GIVEN PASSAGE:
Published 23/05/2015

In the last financial year the DVLA raised more than £105 million for the Treasury through the sale and auction of personalised registrations
In the last financial year the DVLA raised more than £105 million for the Treasury through the sale and auction of personalised registrations

The DVLA has revealed its list of censored car number plates - including VA61ANA, BL03 JOB, JE55US and AL14LAH.

This year the licensing authority has banned P15 OFF, PR15 SON, PU15 SSY, SH15 TTY, UP15 BUM and WA15 TED - but allowed PEN15 and ORG45M.

Its proprietary steering group - which meets twice a year - has also forbidden a man whose surname is Islam from getting an 15LAM plate because it was deemed "inappropriate".

The man, who did not want to give his first name, told the Guardian newspaper: "I made an inquiry to the DVLA about the possibility of obtaining '15LAM', only to be told that this was an inappropriate licence plate.

"I'm not particularly religious, but I am proud of my name. I was thinking of buying the plate as a gift for my brother.

"To be told that my name is offensive is really upsetting."

In the last financial year the DVLA raised more than £105 million for the Treasury through the sale and auction of personalised registrations.

Last week a plate with the registration number KR15HNA was sold at auction for £233,000.

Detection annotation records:
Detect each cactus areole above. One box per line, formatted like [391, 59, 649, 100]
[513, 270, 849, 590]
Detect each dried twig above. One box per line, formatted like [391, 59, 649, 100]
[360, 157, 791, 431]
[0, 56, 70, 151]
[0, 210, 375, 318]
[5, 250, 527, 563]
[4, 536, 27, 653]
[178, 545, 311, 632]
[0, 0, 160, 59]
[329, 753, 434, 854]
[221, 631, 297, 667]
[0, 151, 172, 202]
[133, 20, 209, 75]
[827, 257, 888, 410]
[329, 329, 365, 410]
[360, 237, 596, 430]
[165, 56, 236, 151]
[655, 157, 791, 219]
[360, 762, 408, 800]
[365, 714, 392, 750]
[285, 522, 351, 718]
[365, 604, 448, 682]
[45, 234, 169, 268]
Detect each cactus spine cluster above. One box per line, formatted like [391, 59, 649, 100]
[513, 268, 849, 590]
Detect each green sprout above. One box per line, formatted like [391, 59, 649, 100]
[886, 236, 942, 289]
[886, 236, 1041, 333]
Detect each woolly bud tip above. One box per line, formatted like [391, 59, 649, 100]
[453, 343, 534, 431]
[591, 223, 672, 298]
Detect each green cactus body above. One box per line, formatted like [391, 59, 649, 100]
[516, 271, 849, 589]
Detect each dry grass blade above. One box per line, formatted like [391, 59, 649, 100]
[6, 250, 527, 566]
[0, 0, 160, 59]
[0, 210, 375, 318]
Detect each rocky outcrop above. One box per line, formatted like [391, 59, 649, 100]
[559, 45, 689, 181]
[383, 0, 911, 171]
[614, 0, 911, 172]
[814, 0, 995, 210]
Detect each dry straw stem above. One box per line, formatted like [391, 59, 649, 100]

THINGS TO DO:
(1) Turn the records, from the line containing "Detect each rocky" through the end of the records, into a numbered list, omitting any blank lines.
(2) Go on with the article about the DVLA's censored number plates from the point at which it stops.
The article and the records are independent of each other.

PER-TASK ANSWERS:
(1)
1. Detect each rocky outcrop above. One box per line, formatted like [391, 59, 649, 100]
2. [559, 45, 689, 181]
3. [383, 0, 911, 171]
4. [614, 0, 911, 172]
5. [814, 0, 995, 210]
6. Detect each dry straw stem above. One box per line, formatted like [391, 59, 649, 100]

(2)
The most ever forked out for a registration from DVLA was for '25 O', which alone raised over £518,000.

It was sold last November to John Collins, a classic Ferrari dealer in Ascot, Berkshire.

Potentially offensive number plates became a serious issue for the DVLA after the release of H8 GAY in 2006 was met with protest because it was deemed offensive to gay people.

Top Gear presenter Jeremy Clarkson was chased out of Argentina after driving a Porsche across the country with the number plate H982 FKL, which was seen as a reference to the Falklands War.

A DVLA spokesman said: "Registration numbers are withheld in instances where if displayed on a number plate they are likely to cause general offence or embarrassment.

"The reasons can be on the grounds of political, racial and religious sensitivities or simply that they are regarded as being in poor taste."